Work request -> Could you reproduce the lines below from the one with "of the suit" through the one with "the white dress"? Keep both ends and add nothing.
*** Opening Excerpted records ***
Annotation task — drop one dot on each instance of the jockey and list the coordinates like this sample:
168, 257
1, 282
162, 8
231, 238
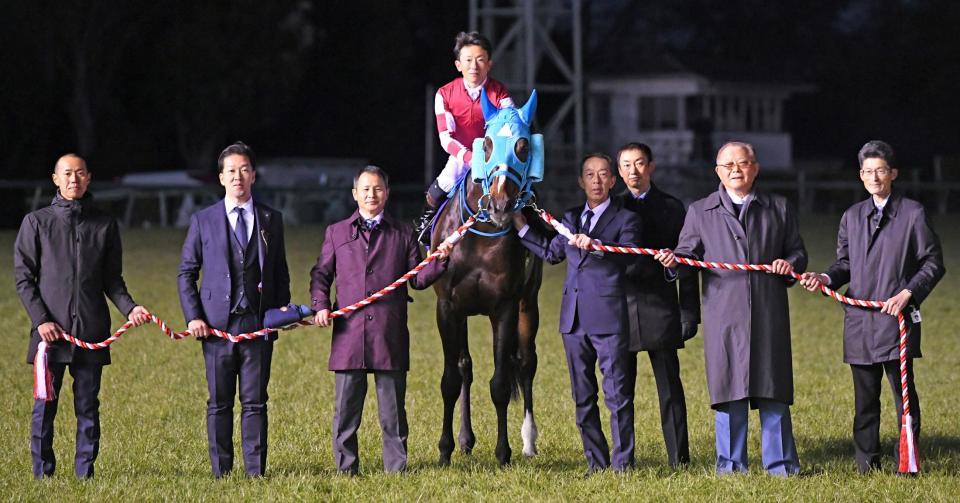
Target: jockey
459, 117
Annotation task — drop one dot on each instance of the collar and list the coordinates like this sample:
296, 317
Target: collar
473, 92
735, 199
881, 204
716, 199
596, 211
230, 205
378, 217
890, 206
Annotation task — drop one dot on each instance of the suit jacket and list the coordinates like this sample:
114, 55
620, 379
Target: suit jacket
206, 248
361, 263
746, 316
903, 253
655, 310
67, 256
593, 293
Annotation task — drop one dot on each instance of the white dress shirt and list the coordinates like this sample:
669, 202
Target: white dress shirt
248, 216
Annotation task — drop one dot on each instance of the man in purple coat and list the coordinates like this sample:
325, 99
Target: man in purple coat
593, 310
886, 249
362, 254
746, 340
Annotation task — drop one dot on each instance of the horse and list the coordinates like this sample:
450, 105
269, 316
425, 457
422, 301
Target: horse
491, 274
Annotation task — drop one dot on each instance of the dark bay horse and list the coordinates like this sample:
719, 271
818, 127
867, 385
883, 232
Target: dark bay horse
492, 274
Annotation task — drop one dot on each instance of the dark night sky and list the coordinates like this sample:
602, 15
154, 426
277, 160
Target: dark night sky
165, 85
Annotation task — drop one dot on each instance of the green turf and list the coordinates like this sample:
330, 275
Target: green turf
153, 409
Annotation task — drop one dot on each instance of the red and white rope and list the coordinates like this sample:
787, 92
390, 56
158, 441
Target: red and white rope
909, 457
*** Closing Excerpted records ***
*** Opening Excerpted records ***
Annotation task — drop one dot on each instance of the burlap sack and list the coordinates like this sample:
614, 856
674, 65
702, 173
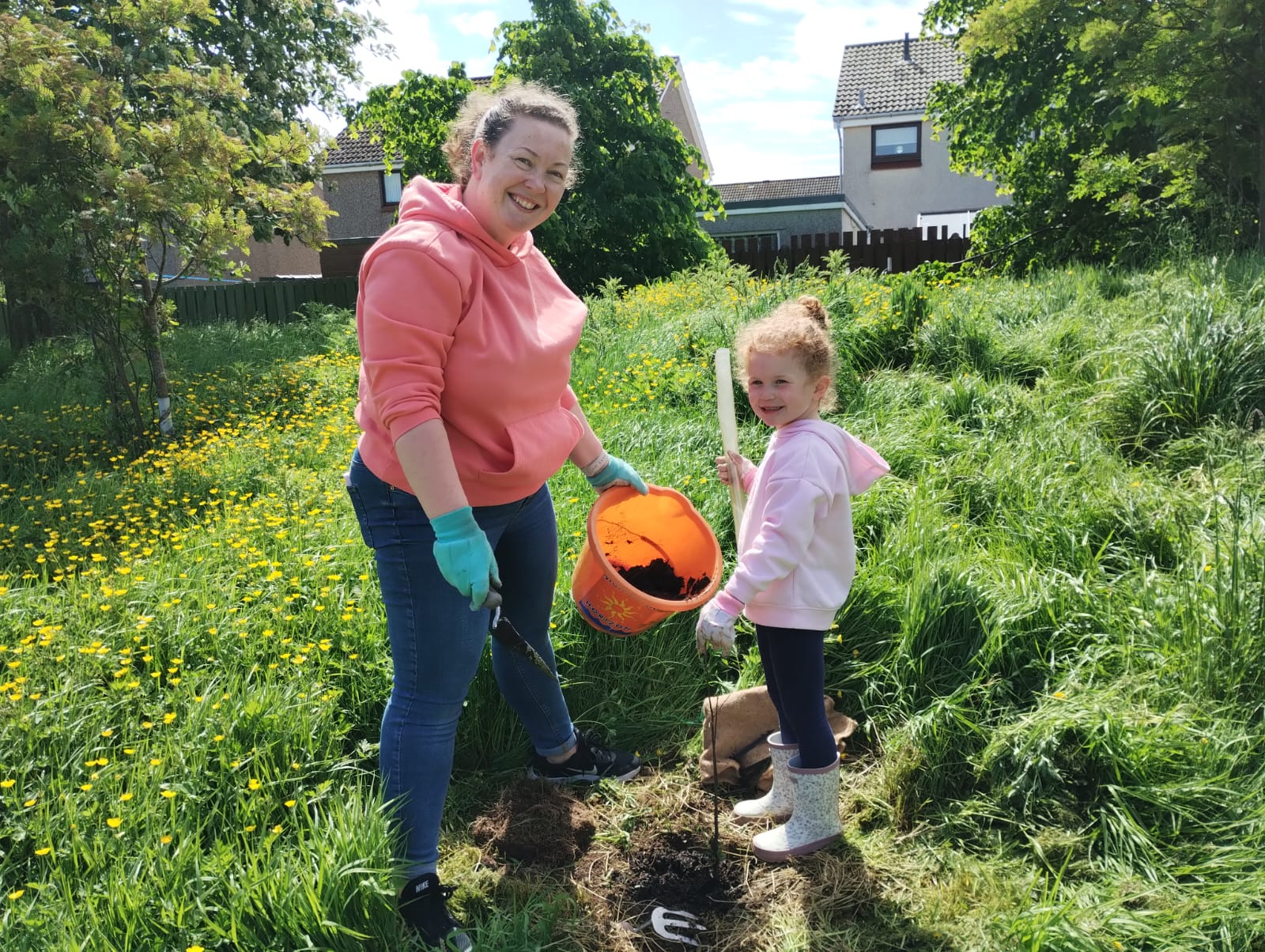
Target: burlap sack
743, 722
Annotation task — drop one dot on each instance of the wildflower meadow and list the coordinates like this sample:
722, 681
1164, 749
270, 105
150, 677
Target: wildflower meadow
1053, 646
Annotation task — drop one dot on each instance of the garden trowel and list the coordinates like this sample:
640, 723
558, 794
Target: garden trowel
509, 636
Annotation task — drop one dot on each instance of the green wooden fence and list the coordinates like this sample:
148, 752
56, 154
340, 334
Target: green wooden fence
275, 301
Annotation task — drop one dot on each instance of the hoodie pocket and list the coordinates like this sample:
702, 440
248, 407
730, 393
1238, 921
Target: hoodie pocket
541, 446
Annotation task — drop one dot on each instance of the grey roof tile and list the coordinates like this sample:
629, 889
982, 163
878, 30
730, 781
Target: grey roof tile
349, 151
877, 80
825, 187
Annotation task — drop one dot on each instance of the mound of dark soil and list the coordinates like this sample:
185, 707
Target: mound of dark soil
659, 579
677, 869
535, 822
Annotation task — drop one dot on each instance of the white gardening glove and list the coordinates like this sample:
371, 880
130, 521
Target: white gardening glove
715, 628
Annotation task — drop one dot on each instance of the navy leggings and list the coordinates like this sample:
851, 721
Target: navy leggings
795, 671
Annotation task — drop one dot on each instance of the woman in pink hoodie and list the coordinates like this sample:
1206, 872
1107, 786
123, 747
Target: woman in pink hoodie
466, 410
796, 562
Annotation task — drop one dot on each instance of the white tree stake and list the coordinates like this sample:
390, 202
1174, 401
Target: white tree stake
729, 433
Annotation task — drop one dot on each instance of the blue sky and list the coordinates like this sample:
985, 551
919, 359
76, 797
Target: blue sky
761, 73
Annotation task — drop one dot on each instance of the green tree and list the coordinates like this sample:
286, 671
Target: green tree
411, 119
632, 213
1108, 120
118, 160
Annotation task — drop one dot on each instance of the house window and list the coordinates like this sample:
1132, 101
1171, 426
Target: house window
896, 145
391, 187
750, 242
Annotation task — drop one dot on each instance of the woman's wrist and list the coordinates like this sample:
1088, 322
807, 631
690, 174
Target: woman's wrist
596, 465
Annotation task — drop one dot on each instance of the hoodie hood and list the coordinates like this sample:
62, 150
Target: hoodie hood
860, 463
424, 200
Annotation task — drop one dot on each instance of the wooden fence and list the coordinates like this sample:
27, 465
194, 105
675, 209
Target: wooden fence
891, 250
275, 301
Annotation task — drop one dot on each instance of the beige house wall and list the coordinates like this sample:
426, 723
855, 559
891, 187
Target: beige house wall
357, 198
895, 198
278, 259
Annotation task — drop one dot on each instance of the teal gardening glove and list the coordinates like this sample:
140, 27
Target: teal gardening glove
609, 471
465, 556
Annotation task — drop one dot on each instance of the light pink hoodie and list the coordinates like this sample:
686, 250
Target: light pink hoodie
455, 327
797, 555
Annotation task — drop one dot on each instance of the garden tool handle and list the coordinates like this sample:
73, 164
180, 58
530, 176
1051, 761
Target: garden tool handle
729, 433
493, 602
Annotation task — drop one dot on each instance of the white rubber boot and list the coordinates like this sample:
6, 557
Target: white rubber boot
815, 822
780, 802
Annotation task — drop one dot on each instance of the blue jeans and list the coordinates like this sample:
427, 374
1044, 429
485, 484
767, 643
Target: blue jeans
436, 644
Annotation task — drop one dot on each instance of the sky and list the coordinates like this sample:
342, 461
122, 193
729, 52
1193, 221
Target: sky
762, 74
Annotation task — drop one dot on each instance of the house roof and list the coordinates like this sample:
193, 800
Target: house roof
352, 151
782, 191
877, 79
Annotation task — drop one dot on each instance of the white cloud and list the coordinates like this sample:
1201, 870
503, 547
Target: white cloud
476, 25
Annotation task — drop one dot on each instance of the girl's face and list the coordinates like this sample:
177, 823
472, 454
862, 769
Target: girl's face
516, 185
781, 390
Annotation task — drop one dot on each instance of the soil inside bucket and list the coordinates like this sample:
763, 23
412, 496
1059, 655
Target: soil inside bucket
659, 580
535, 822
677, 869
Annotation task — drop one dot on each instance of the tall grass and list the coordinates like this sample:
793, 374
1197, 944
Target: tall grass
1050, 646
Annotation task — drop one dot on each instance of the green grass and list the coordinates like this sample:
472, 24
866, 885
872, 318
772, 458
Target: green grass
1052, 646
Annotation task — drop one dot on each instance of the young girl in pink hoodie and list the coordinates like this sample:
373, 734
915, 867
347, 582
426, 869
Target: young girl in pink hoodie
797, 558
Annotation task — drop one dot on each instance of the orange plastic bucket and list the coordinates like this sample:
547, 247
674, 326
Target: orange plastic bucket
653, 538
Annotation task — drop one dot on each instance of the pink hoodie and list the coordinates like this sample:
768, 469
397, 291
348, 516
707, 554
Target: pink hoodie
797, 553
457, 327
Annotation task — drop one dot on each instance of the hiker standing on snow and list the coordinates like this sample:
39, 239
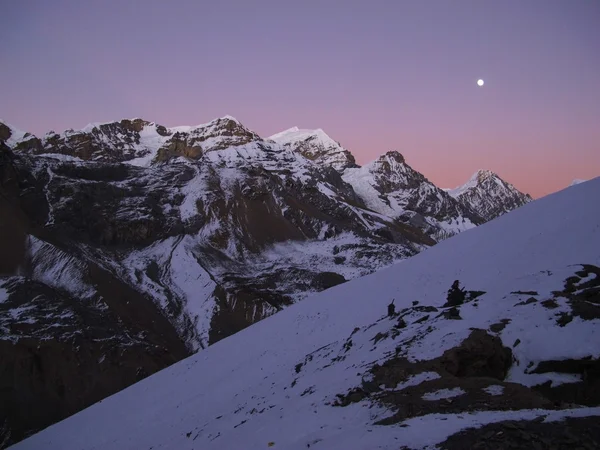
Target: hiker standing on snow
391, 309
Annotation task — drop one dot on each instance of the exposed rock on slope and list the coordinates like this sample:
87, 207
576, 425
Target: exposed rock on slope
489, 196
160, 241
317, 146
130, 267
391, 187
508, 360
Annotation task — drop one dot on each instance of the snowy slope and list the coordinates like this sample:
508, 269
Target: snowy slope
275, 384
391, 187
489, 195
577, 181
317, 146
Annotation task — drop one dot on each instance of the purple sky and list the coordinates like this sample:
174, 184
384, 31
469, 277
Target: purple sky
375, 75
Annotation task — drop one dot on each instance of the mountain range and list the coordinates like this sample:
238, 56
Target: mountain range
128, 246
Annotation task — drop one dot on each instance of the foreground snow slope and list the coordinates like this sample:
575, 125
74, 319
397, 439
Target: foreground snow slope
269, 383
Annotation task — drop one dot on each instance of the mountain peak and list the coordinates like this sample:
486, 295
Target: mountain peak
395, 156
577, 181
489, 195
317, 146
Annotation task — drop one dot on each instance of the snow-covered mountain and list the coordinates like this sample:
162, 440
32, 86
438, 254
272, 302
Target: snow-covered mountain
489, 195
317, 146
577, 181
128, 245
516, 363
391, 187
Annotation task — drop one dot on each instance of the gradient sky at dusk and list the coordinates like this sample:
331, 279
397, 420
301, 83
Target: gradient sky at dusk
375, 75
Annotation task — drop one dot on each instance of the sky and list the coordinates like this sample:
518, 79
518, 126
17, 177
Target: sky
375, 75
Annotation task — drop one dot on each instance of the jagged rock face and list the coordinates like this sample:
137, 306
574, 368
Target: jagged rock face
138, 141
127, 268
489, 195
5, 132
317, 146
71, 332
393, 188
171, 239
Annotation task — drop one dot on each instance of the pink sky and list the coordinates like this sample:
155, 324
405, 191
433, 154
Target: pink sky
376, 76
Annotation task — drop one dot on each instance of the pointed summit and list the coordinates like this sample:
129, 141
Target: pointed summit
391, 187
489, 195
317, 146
*** Closing Excerpted records ***
Answer ->
Annotation task — drop one dot on each instance of the suit jacket and list the coordinates like this sample:
114, 55
620, 379
Target: suit jacket
206, 248
361, 263
746, 316
903, 253
655, 310
67, 256
593, 293
Annotation task — drop one dot on each instance of the white dress shirt and list the coordinates like this sample:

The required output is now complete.